Problem to work on: Transcribe all the records exactly and omit any images they hold.

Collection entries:
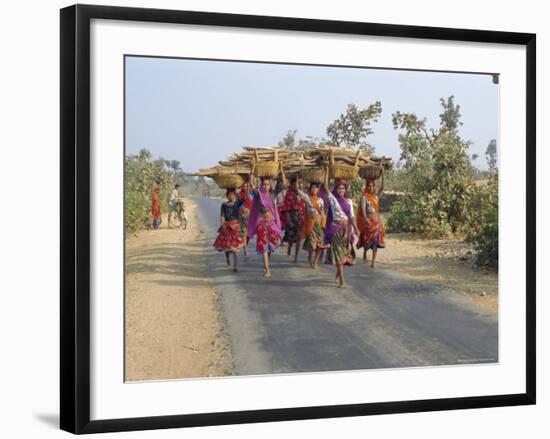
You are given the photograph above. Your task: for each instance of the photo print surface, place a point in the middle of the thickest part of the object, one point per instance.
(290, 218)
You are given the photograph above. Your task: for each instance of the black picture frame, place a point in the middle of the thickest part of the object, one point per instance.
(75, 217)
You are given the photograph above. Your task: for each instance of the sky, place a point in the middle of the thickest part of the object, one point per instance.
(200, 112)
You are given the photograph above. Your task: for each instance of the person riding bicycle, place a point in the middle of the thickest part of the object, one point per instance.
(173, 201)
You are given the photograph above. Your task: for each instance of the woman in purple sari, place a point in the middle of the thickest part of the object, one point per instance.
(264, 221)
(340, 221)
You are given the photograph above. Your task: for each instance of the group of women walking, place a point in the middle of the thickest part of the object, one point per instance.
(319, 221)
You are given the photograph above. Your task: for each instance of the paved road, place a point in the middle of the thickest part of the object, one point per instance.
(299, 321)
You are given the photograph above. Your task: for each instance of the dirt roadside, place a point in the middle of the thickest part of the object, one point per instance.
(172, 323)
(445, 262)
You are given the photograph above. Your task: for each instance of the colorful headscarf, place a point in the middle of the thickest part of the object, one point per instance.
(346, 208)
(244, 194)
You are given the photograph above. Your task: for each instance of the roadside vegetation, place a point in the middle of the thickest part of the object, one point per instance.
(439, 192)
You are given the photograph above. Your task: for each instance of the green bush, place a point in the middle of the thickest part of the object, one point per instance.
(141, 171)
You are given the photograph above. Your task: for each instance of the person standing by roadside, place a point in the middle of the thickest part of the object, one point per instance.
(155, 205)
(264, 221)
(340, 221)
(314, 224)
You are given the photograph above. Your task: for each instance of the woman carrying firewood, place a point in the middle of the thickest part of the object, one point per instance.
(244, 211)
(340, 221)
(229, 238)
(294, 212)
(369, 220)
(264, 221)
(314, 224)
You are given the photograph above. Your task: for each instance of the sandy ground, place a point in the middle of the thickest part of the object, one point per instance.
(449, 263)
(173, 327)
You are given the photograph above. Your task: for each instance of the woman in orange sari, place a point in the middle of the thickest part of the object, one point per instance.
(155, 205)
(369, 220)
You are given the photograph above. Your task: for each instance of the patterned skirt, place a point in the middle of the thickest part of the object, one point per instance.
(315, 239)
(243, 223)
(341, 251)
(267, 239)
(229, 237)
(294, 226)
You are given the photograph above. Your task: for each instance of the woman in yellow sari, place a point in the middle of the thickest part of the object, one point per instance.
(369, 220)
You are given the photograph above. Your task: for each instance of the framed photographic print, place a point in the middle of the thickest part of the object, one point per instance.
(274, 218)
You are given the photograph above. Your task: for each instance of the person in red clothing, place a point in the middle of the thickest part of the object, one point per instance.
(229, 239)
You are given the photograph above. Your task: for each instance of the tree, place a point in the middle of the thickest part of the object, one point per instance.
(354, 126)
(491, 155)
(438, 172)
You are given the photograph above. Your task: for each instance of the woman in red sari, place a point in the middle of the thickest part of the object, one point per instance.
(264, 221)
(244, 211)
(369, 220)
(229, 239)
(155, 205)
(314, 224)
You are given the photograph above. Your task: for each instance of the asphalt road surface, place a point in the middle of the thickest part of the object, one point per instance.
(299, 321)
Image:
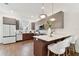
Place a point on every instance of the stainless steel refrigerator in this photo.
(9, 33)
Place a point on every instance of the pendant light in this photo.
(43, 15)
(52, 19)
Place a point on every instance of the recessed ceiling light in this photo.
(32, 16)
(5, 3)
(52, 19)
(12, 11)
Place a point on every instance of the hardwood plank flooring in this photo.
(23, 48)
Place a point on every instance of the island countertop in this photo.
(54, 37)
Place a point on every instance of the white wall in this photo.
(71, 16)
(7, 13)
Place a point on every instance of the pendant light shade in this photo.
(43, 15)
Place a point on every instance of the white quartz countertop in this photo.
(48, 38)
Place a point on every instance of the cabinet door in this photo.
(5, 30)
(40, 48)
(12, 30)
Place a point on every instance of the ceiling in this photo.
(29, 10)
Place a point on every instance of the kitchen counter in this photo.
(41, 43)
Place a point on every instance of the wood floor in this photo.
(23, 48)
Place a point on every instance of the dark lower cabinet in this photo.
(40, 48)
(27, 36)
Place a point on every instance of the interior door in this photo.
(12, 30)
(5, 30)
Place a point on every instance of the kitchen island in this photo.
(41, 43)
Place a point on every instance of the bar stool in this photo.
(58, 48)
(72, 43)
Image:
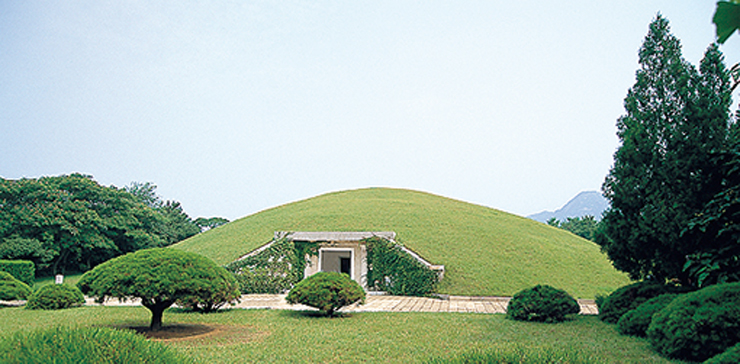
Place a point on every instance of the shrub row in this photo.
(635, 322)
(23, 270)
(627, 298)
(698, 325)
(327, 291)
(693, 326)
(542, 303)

Response to this exercise:
You are given the photograph above. Your task: for each instance of the photo print surface, place a point in the middle of the thickest part of the object, one point per instance.
(290, 218)
You are given the photograph above. Your task: for each instance of the black picture frame, place a point in the middle of the thickest part of the object, one point per instance.
(75, 217)
You are given the photograph above. Your task: for each instance of the sky, place a point in the middle of the thickest part of the object, one point per instance.
(200, 112)
You are given the photograph above. Your task: for each instance of the person riding bicycle, place a point in the middle of the thickest part of the object, one point per instance.
(173, 201)
You are given the photograph above. Your task: for each instance of the woman in purple sari, place a point in the middle of the thickest part of the object, one point per instance.
(264, 221)
(340, 221)
You are given the photograph above. Your task: for each instance of the group of women walking, place a point in the middle of the thickest part of the object, one point per instance.
(319, 221)
You are given the photograph above. Your task: for each instance of the paved road, place a point in the middle of the thickest part of the object, one point per instance.
(299, 321)
You are given the photograph above. Your task: for each instance of the dirt roadside, place a point in the middle of the thickest part of the object, one point per instance.
(172, 323)
(445, 262)
You are given the photograph above. Your task: for each instance of the colorful headscarf, place a point in the middle of the thickest part of the object, one point per instance.
(346, 208)
(244, 194)
You are given the photograph above. Your task: for each instance of the roadside vegetation, place a point in the middle of the thickest part of the object, one point per instance.
(439, 192)
You are given the photograph above. Your task: for each instance of the green bush, place a point in the middle of the thickest part of the object, one point per instance.
(141, 171)
You are given the photograph above. Your task: for each instance of the person standing by roadside, place a point in the middle of the thickest part of the object, one point per instance.
(155, 205)
(264, 221)
(340, 221)
(314, 224)
You are given the photograph above. Your task: for each instance of the woman carrying firewood, place a point in the middle of the thickest part of the object, one point per instance.
(244, 211)
(340, 221)
(229, 238)
(294, 212)
(369, 220)
(264, 221)
(314, 224)
You are given the photograph above. Your task: for each instance of the sandy ground, place a point in the middle of the thickest part of the object, one point per instance.
(449, 263)
(173, 327)
You are given the photograph above. Your task: for each instance of the woman in orange sari, place a point in the middle of the thickest part of the object, one point per instance.
(155, 205)
(369, 220)
You are given the photograph above. Your task: for each instance of the patterned skirt, place a point in the middle of the thickest part of the object, one point per instance.
(315, 239)
(243, 223)
(341, 251)
(267, 239)
(229, 237)
(294, 226)
You are given the photograph above. Your task: for each instance of the woman in yellow sari, place a point in the middle of the thickest part of the object, one point per instance.
(369, 220)
You are given the photograph above. Your task: for each instance of the framed photographic print, place a point in the middle of the thickest part of the object, one point per instance.
(274, 218)
You are given the photograph above. Your task: for each instance of the person in red clothing, place a point in the middle of the thickest part of the object, one point per instance.
(229, 239)
You are given the photograph above. Your task: for each instance of the tree, place a point in the middle of the thickest part of the object, one point per instance.
(354, 126)
(491, 155)
(438, 172)
You are given the photograph above. Your task: for each instance of the woman in red sari, place a point in the middle of the thickest part of the object, one point per instance.
(264, 221)
(244, 211)
(369, 220)
(229, 239)
(155, 205)
(314, 224)
You are given the photograph above. Your task: for each instance of the asphalt road surface, place a point in the middle of the thickest part of the object, one point per instance.
(299, 321)
Image:
Place a point on every instance of the stainless steel refrigerator in this photo.
(9, 33)
Place a point on every instance of the pendant light in this photo.
(43, 15)
(52, 19)
Place a point on every instance of the recessed ceiling light in this photo.
(32, 16)
(5, 3)
(52, 19)
(12, 11)
Place a point on every instance of the hardwood plank flooring in this photo.
(23, 48)
Place a point on every instance of the island countertop in this photo.
(54, 37)
Place a point on every instance of the white wall in this photo.
(71, 16)
(7, 13)
Place a point on every instance of the pendant light shade in this photo.
(43, 15)
Place a point on every instance of the white quartz countertop in this photo.
(48, 38)
Place a point on every instance of the cabinet door in this photo.
(5, 30)
(40, 48)
(12, 30)
Place a point on every instance of the ceiling in this photo.
(29, 10)
Place a point on every instance of the kitchen counter in this photo.
(41, 43)
Place a point on every instance of the wood floor in this photo.
(23, 48)
Place a point on every instance of the dark lower cabinet in this photo.
(40, 48)
(27, 36)
Place a point on every instance of the interior door in this photo.
(12, 30)
(5, 30)
Place a point on every instance of the kitchen island in this photo.
(41, 43)
Place a point on every instance of the bar stool in this photo.
(58, 48)
(72, 43)
Image:
Place a point on every instance of the shrub row in this photo.
(635, 322)
(23, 270)
(627, 298)
(698, 325)
(327, 291)
(693, 326)
(542, 303)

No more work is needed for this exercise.